**Written request:** Extract all of the entries and give them again, word for word.

**Extracted records:**
-- BEGIN --

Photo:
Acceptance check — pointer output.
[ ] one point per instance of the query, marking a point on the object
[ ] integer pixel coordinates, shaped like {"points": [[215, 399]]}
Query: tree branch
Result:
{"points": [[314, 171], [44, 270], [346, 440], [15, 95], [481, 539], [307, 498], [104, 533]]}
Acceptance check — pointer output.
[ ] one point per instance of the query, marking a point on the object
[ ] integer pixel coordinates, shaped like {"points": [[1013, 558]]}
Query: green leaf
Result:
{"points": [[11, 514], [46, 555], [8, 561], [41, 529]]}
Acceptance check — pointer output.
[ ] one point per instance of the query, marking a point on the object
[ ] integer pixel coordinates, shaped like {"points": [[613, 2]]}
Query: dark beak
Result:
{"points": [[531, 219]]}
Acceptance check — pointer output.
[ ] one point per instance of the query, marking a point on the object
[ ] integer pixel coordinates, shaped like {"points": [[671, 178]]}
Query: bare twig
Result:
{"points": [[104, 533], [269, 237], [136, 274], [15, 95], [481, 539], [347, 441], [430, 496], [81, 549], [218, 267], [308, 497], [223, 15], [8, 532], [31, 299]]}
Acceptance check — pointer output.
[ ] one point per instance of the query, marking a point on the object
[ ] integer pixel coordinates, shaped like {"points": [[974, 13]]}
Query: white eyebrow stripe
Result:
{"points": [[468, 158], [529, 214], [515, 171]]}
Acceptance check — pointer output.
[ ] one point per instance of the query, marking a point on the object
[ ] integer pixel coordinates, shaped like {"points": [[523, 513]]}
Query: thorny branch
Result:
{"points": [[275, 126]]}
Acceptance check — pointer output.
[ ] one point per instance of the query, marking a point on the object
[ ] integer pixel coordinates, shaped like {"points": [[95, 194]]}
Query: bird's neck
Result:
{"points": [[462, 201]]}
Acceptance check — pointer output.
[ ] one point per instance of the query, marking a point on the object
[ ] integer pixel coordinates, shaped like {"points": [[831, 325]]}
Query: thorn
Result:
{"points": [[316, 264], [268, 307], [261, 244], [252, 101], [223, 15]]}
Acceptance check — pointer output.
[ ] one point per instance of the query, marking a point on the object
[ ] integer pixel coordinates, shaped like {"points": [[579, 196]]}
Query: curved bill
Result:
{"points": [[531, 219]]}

-- END --

**Task solution:**
Photo:
Acceptance check — pointer output.
[ ] one point per instance of the query, marking a point on the object
[ ] integer pixel coordinates, shaped like {"points": [[215, 399]]}
Query: tree branch
Result:
{"points": [[314, 171], [44, 270], [346, 440], [15, 95], [481, 539], [307, 498], [104, 533]]}
Acceptance check — pointer output.
[ ] one point per instance of the query, marking a point on the object
[ ] integer pixel coordinates, shaped like {"points": [[1013, 558]]}
Query: green leaf
Result:
{"points": [[11, 514], [46, 555], [8, 561], [41, 529]]}
Acceptance check — pointer output.
[ ] one point per instance of the query, marking a point on the object
[ ] integer pixel coordinates, shaped like {"points": [[613, 2]]}
Query: dark beak
Result:
{"points": [[531, 219]]}
Acceptance check — pointer output.
[ ] one point per instance of the query, marking a point on the object
[ ] integer pixel coordinates, shaped like {"points": [[671, 178]]}
Query: bare twig
Result:
{"points": [[104, 533], [269, 237], [136, 274], [15, 95], [481, 539], [347, 441], [430, 496], [81, 549], [218, 267], [308, 497], [223, 15], [8, 532], [31, 299]]}
Acceptance check — pointer output.
[ ] one point per instance of the query, marking a point on the object
[ ] integer pixel coordinates, shaped like {"points": [[974, 13]]}
Query: white eyebrow stripe
Result:
{"points": [[468, 158], [529, 214], [515, 171]]}
Acceptance check — pointer output.
[ ] one point per instance of the query, marking a point on the object
[ ] integer pixel coordinates, shaped like {"points": [[523, 513]]}
Query: thorny branch
Result:
{"points": [[275, 126]]}
Acceptance check — pointer output.
[ ] one point per instance of the query, marking a point on the object
[ ] integer pixel coordinates, shaped like {"points": [[95, 194]]}
Query: bird's neck
Result:
{"points": [[462, 201]]}
Acceptance check — pointer output.
[ ] one point per instance of the query, marking a point on the object
[ ] integer pixel coordinates, shaped like {"points": [[831, 325]]}
Query: thorn
Result:
{"points": [[316, 264], [268, 307], [261, 244], [252, 101], [223, 15]]}
Acceptance check — pointer output.
[ ] one point per instance of the query, marking a point on the object
[ ] integer pixel coordinates, shaped like {"points": [[579, 196]]}
Query: curved bill
Result:
{"points": [[531, 219]]}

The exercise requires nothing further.